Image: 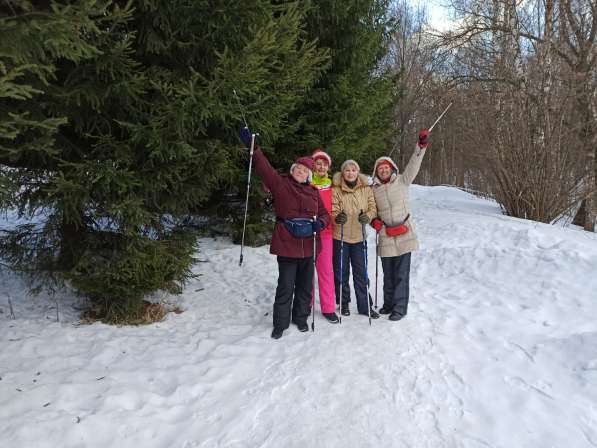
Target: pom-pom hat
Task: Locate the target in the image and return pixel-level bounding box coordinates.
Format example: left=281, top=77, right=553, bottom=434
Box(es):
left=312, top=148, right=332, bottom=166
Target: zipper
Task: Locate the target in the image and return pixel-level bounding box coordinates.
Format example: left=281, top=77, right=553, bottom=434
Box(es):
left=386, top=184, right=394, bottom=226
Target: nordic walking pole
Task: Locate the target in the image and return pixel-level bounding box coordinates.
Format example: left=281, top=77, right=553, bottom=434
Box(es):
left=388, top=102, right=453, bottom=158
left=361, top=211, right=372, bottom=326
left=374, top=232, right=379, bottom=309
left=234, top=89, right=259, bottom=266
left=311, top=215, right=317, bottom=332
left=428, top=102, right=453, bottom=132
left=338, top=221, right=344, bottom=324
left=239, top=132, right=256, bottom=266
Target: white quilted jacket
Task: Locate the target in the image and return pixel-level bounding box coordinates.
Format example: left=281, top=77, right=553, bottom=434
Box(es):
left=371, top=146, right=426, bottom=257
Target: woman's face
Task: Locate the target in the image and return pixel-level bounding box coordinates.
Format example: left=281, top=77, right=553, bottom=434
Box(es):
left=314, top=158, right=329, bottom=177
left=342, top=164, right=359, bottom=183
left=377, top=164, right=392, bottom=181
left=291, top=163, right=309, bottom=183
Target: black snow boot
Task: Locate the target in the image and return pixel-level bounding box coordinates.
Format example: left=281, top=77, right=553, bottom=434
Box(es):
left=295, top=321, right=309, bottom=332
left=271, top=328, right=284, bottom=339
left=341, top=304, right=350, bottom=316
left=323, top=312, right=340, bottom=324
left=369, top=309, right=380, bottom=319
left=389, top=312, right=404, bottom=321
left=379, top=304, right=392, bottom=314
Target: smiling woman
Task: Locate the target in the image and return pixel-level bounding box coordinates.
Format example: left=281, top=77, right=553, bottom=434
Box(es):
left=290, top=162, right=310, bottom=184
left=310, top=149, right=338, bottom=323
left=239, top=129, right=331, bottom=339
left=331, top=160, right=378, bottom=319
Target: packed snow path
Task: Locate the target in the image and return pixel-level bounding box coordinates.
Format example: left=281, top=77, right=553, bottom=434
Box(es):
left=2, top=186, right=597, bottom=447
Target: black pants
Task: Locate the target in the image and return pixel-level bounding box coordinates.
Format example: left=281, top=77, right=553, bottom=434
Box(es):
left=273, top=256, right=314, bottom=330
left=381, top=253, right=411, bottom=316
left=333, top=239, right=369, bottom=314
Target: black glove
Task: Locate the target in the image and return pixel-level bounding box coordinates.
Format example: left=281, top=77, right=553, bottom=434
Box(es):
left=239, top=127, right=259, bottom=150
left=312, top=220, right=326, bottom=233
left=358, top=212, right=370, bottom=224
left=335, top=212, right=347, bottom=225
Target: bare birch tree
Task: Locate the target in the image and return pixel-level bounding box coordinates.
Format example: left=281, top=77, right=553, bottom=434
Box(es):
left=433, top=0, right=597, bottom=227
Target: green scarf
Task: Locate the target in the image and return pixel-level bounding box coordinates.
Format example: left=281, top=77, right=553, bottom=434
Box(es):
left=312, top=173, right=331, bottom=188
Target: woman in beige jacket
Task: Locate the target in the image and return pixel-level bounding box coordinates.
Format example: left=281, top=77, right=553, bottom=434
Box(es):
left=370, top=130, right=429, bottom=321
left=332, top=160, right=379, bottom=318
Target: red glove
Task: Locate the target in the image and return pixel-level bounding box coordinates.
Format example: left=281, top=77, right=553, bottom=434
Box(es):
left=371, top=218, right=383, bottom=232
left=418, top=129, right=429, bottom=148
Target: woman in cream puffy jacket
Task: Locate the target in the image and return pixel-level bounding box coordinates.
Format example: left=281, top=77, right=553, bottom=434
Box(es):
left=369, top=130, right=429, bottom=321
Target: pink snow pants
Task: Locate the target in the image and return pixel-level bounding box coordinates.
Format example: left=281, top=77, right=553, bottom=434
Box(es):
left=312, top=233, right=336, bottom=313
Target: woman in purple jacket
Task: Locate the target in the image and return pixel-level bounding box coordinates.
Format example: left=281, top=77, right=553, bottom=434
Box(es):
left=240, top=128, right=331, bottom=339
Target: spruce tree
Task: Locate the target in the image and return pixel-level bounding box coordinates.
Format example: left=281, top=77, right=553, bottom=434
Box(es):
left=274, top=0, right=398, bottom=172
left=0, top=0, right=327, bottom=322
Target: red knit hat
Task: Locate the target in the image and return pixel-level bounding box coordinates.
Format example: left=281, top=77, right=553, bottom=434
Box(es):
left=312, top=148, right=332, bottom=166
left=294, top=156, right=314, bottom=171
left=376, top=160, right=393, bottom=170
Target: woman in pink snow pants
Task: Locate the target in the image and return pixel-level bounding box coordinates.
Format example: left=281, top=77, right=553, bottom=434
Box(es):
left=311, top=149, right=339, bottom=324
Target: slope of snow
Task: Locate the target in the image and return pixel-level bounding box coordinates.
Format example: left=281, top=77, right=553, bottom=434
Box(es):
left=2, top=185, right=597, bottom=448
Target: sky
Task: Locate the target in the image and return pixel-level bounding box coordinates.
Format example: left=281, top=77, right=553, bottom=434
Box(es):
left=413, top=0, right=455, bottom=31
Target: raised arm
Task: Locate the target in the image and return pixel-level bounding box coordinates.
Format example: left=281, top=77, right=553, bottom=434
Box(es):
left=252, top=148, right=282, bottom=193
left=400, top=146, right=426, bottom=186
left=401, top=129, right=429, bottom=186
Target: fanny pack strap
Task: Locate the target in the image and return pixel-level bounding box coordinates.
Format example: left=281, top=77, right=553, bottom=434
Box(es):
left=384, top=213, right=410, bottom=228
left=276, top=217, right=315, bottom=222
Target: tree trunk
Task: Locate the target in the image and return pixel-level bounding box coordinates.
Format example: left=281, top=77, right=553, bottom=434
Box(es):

■ ■ ■ ■

[The problem] Copy all entries exactly; skip pictures.

[Exercise response]
Image: 
Target: pom-pom hat
Task: Locate the target in the image and return pixel-level bounding box coordinates.
Format example: left=281, top=77, right=553, bottom=434
Box(es):
left=312, top=148, right=332, bottom=166
Target: zipper
Task: Locate the target in the image and return pixel-level bounding box coordinates.
Format example: left=281, top=77, right=553, bottom=434
Box(es):
left=386, top=184, right=394, bottom=226
Target: nordic walking pole
Task: Locate the target in the image and return pixel-level bounding box coordinates.
Format example: left=281, top=77, right=553, bottom=434
Box(es):
left=388, top=102, right=453, bottom=158
left=361, top=211, right=372, bottom=326
left=374, top=232, right=379, bottom=309
left=234, top=89, right=259, bottom=266
left=311, top=215, right=317, bottom=332
left=428, top=102, right=453, bottom=132
left=338, top=221, right=344, bottom=324
left=239, top=132, right=256, bottom=266
Target: white quilted jacket
Task: Locate the target in the image and return pixel-level bounding box coordinates.
Format example: left=281, top=77, right=553, bottom=434
Box(es):
left=371, top=146, right=426, bottom=257
Target: woman's face
Task: Locate the target in the image and return pixel-level bounding box coordinates.
Format example: left=281, top=77, right=553, bottom=434
Box(es):
left=314, top=158, right=329, bottom=177
left=342, top=164, right=359, bottom=183
left=377, top=164, right=392, bottom=181
left=291, top=163, right=309, bottom=183
Target: black snow boot
Task: Locate the target in the image and return pixel-level bounding box coordinates.
Format example: left=281, top=77, right=553, bottom=434
Box(es):
left=295, top=321, right=309, bottom=332
left=271, top=328, right=284, bottom=339
left=341, top=304, right=350, bottom=316
left=323, top=312, right=340, bottom=324
left=369, top=309, right=380, bottom=319
left=389, top=312, right=404, bottom=321
left=379, top=304, right=392, bottom=314
Target: smiling woman
Task: Locate the target in the image and return pixel-level bounding box coordinates.
Format example: left=281, top=77, right=553, bottom=434
Box(es):
left=290, top=162, right=310, bottom=184
left=310, top=149, right=338, bottom=323
left=239, top=129, right=331, bottom=339
left=331, top=160, right=378, bottom=319
Target: packed snow path
Task: Locate the target in the image and return pixel-level bounding box coordinates.
Format example: left=281, top=77, right=553, bottom=434
Box(es):
left=2, top=186, right=597, bottom=447
Target: black pants
Task: Locate the target in the image and return pixel-level bounding box coordinates.
Format example: left=281, top=77, right=553, bottom=434
Box(es):
left=273, top=256, right=314, bottom=330
left=381, top=253, right=411, bottom=316
left=333, top=239, right=369, bottom=314
Target: black glove
Task: Locate the target in the image and return pixel-level bounding box coordinates.
Format example: left=281, top=77, right=553, bottom=434
Box(es):
left=239, top=127, right=259, bottom=150
left=312, top=220, right=326, bottom=233
left=358, top=212, right=370, bottom=224
left=335, top=212, right=347, bottom=225
Target: bare birch tree
Task: Locate the target in the image and return pixel-level bounding box coordinates.
Format example: left=281, top=77, right=553, bottom=434
Box(es):
left=433, top=0, right=597, bottom=227
Target: green scarf
Task: Locate the target in the image and return pixel-level bounding box coordinates.
Format example: left=281, top=77, right=553, bottom=434
Box(es):
left=312, top=173, right=331, bottom=188
Target: woman in beige jacket
Task: Locate the target in the image and return pixel-level bounding box coordinates.
Format example: left=281, top=77, right=553, bottom=434
Box(es):
left=370, top=130, right=429, bottom=321
left=332, top=160, right=379, bottom=318
Target: red glove
Task: Locate the target in the image and return pixel-level bounding box coordinates.
Format example: left=281, top=77, right=553, bottom=434
Box(es):
left=371, top=218, right=383, bottom=232
left=418, top=129, right=429, bottom=148
Target: woman in cream puffy jacket
Task: Locate the target in the image and return pixel-level bounding box coordinates.
Format example: left=281, top=77, right=553, bottom=434
Box(es):
left=369, top=130, right=429, bottom=321
Target: pink snow pants
Task: Locate the target in the image and return pixel-level bounding box coordinates.
Format example: left=281, top=77, right=553, bottom=434
Box(es):
left=312, top=233, right=336, bottom=313
Target: woman in purple jacket
Task: Locate the target in the image and return pixel-level bounding box coordinates.
Format example: left=281, top=77, right=553, bottom=434
Box(es):
left=240, top=128, right=331, bottom=339
Target: spruce tree
Task: Locate the target in the image and return pixel-level bounding box coordinates.
Format example: left=281, top=77, right=553, bottom=434
Box(es):
left=274, top=0, right=398, bottom=172
left=0, top=0, right=327, bottom=322
Target: red knit hat
Task: Locate the target in the image and return pixel-level bounding box coordinates.
Format example: left=281, top=77, right=553, bottom=434
Box(es):
left=312, top=148, right=332, bottom=166
left=294, top=156, right=314, bottom=171
left=376, top=160, right=393, bottom=170
Target: woman in pink snow pants
Task: Locate the target in the image and return pixel-level bounding box coordinates.
Format example: left=281, top=77, right=553, bottom=434
Box(es):
left=311, top=149, right=339, bottom=324
Target: slope of snow
Task: Locate the target in the image and return pixel-level bounding box coordinates.
Format example: left=281, top=77, right=553, bottom=434
Box(es):
left=2, top=185, right=597, bottom=448
Target: sky
Task: Locate the target in the image and return pixel-level bounding box coordinates.
Format example: left=281, top=77, right=553, bottom=434
Box(es):
left=413, top=0, right=455, bottom=31
Target: raised arm
Task: Locate the target in the image and return pixel-level bounding box coordinates.
Format example: left=281, top=77, right=553, bottom=434
Box(es):
left=252, top=148, right=282, bottom=193
left=400, top=146, right=426, bottom=186
left=401, top=129, right=429, bottom=186
Target: fanny pack strap
Task: Locate the target in the image and return pixel-level bounding box coordinates.
Format example: left=281, top=77, right=553, bottom=434
Box(es):
left=384, top=213, right=410, bottom=228
left=276, top=217, right=315, bottom=222
Target: tree trunk
Task: Locate the target in the image and return pixel-level bounding box coordinates.
Format example: left=281, top=77, right=553, bottom=434
Box(es):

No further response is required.